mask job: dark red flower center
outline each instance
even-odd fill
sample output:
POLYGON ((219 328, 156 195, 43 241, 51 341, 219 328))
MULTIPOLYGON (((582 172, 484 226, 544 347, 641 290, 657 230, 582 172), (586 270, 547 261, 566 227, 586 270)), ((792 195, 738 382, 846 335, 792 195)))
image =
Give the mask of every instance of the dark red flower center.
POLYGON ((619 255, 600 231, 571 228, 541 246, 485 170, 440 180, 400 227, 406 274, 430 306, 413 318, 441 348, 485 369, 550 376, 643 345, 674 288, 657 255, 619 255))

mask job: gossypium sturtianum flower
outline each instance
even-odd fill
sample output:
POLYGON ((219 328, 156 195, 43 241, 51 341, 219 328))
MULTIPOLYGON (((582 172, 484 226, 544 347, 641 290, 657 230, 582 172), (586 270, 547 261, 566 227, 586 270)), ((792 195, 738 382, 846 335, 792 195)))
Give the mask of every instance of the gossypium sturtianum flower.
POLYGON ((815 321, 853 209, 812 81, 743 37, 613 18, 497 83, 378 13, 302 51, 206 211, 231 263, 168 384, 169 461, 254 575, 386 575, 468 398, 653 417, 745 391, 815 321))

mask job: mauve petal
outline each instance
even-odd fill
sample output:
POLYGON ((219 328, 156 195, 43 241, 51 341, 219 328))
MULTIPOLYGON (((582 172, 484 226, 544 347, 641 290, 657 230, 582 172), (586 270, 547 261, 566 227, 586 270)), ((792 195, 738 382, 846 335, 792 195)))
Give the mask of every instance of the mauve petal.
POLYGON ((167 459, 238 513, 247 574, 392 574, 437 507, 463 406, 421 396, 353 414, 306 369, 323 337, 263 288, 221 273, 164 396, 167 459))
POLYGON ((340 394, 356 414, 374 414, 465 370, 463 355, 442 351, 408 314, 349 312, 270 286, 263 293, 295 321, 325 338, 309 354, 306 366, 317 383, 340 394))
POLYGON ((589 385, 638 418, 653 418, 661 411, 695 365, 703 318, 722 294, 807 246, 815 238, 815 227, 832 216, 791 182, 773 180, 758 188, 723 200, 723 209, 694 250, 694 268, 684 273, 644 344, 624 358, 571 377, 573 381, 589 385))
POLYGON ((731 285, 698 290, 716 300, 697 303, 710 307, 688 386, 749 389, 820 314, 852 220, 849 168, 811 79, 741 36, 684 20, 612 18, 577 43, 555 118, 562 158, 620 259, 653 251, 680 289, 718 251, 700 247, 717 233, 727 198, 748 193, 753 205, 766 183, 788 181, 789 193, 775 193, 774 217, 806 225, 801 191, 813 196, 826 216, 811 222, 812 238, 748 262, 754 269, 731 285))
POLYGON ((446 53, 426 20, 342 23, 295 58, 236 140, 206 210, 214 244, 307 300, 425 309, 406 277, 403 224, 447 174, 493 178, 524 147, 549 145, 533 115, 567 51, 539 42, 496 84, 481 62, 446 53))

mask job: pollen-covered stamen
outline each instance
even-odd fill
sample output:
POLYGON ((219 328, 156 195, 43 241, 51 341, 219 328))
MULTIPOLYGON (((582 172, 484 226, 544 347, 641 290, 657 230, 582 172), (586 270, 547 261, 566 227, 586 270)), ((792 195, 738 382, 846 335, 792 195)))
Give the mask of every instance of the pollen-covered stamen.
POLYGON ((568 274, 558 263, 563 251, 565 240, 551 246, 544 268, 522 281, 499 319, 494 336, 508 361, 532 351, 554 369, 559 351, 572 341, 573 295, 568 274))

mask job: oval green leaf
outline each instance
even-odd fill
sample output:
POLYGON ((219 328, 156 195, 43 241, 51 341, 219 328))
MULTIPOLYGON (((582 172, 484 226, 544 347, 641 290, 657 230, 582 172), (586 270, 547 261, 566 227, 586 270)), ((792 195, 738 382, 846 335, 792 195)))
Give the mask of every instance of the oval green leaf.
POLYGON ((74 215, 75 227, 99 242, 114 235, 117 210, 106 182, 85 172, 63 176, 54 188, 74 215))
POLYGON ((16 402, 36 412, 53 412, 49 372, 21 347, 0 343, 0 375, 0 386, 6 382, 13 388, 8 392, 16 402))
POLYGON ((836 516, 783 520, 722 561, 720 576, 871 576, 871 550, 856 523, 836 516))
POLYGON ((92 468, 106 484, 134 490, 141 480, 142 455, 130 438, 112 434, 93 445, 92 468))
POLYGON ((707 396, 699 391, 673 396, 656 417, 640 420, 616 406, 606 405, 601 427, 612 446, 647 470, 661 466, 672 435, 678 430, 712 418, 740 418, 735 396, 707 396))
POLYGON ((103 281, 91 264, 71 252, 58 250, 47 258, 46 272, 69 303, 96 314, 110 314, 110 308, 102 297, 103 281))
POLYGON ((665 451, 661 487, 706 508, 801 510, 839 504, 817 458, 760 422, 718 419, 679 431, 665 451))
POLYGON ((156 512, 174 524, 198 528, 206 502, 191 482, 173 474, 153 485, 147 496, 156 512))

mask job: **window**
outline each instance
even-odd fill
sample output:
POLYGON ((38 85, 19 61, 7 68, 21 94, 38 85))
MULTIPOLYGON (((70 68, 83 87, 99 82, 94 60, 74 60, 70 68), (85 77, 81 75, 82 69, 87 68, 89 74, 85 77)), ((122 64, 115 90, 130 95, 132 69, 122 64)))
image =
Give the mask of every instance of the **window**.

_Work required_
What you return should match the listing above exactly.

_Written solution_
mask job: dark red flower center
outline each instance
even-odd fill
sample output:
POLYGON ((219 328, 156 195, 43 241, 51 341, 219 328))
MULTIPOLYGON (((582 172, 484 226, 544 347, 641 290, 657 230, 582 172), (586 270, 547 261, 566 227, 586 270)), ((792 195, 738 382, 846 335, 792 195)))
image =
Give the mask of every instance of the dark red flower center.
POLYGON ((619 255, 600 231, 571 228, 541 246, 485 170, 440 180, 400 227, 406 274, 430 306, 413 318, 441 348, 485 369, 550 376, 643 345, 674 288, 657 255, 619 255))

mask job: gossypium sturtianum flower
outline each instance
even-odd fill
sample output:
POLYGON ((219 328, 156 195, 43 241, 51 341, 219 328))
MULTIPOLYGON (((582 172, 484 226, 544 347, 641 290, 657 230, 582 172), (586 270, 547 261, 566 227, 586 270)), ((792 195, 738 382, 846 335, 792 195)))
Give the mask of every instance of the gossypium sturtianum flower.
POLYGON ((815 321, 853 209, 812 81, 743 37, 613 18, 497 83, 378 13, 302 51, 206 211, 231 263, 168 384, 169 461, 254 575, 386 575, 468 398, 653 417, 745 391, 815 321))

mask job: mauve petal
outline each instance
even-odd fill
sample output:
POLYGON ((219 328, 156 195, 43 241, 51 341, 219 328))
MULTIPOLYGON (((582 172, 484 226, 544 347, 641 290, 657 230, 582 172), (586 270, 547 261, 566 227, 586 270)), ((792 195, 738 382, 846 335, 792 195)))
Give the mask of every instance of the mauve petal.
POLYGON ((167 459, 238 513, 247 574, 392 574, 437 507, 463 406, 421 396, 353 414, 306 369, 323 337, 263 288, 221 273, 164 396, 167 459))
POLYGON ((340 394, 356 414, 374 414, 465 370, 463 355, 442 351, 408 314, 349 312, 270 286, 263 293, 295 321, 325 338, 309 354, 306 366, 317 383, 340 394))
POLYGON ((589 385, 638 418, 653 418, 661 411, 695 365, 703 318, 722 294, 807 246, 815 238, 815 227, 832 216, 791 182, 773 180, 758 188, 723 200, 723 209, 694 250, 694 268, 684 273, 644 344, 624 358, 571 377, 573 381, 589 385))
POLYGON ((731 285, 698 290, 716 300, 697 303, 710 307, 688 386, 749 389, 820 314, 852 220, 849 168, 811 79, 741 36, 684 20, 612 18, 577 43, 555 118, 562 158, 620 259, 653 251, 680 289, 718 251, 700 247, 717 233, 727 198, 748 193, 753 205, 766 183, 788 181, 789 193, 775 193, 774 217, 806 225, 801 191, 813 196, 826 216, 811 222, 812 238, 748 262, 754 269, 731 285))
POLYGON ((446 53, 426 20, 342 23, 295 58, 236 140, 206 210, 214 244, 307 300, 425 309, 406 277, 403 224, 447 174, 493 178, 524 147, 549 145, 533 115, 567 51, 539 42, 496 84, 481 62, 446 53))

mask job: pollen-covered stamen
outline each instance
even-odd fill
sample output:
POLYGON ((219 328, 156 195, 43 241, 51 341, 219 328))
MULTIPOLYGON (((582 172, 484 226, 544 347, 641 290, 657 230, 582 172), (586 270, 547 261, 566 227, 586 270)), ((792 195, 738 382, 846 335, 792 195)))
Give the mask of every instance of the pollen-covered stamen.
POLYGON ((568 274, 558 263, 563 251, 565 240, 551 246, 544 268, 522 281, 499 319, 494 336, 508 361, 532 351, 554 369, 559 351, 572 341, 573 295, 568 274))

mask job: oval green leaf
outline each instance
even-odd fill
sample output:
POLYGON ((219 328, 156 195, 43 241, 51 341, 219 328))
MULTIPOLYGON (((582 172, 484 226, 544 347, 641 290, 657 230, 582 172), (586 270, 547 261, 566 227, 586 270)), ((792 195, 738 382, 846 335, 792 195)))
Give the mask of every instance of the oval green leaf.
POLYGON ((74 215, 75 227, 99 242, 114 235, 117 210, 106 182, 85 172, 63 176, 54 188, 74 215))
POLYGON ((16 402, 36 412, 53 412, 49 372, 21 347, 0 343, 0 375, 0 386, 6 382, 13 388, 8 392, 16 402))
POLYGON ((836 516, 783 520, 722 561, 720 576, 871 576, 871 550, 856 523, 836 516))
POLYGON ((92 468, 106 484, 134 490, 141 480, 142 455, 130 438, 112 434, 93 445, 92 468))
POLYGON ((707 396, 699 391, 673 396, 656 417, 640 420, 616 406, 606 405, 601 427, 612 446, 647 470, 661 466, 672 435, 678 430, 712 418, 740 418, 735 396, 707 396))
POLYGON ((103 281, 91 264, 71 252, 58 250, 47 258, 46 272, 69 303, 96 314, 110 314, 110 308, 102 297, 103 281))
POLYGON ((665 451, 661 487, 706 508, 801 510, 839 504, 817 458, 760 422, 718 419, 679 431, 665 451))
POLYGON ((156 512, 174 524, 198 528, 206 502, 191 482, 173 474, 153 485, 147 496, 156 512))

mask job: **window**
outline each instance
even-odd fill
sample output:
POLYGON ((38 85, 19 61, 7 68, 21 94, 38 85))
MULTIPOLYGON (((70 68, 83 87, 99 82, 94 60, 74 60, 70 68), (85 77, 81 75, 82 69, 87 68, 89 74, 85 77)), ((122 64, 115 90, 130 95, 132 69, 122 64)))
image =
Give the mask of every instance of the **window**.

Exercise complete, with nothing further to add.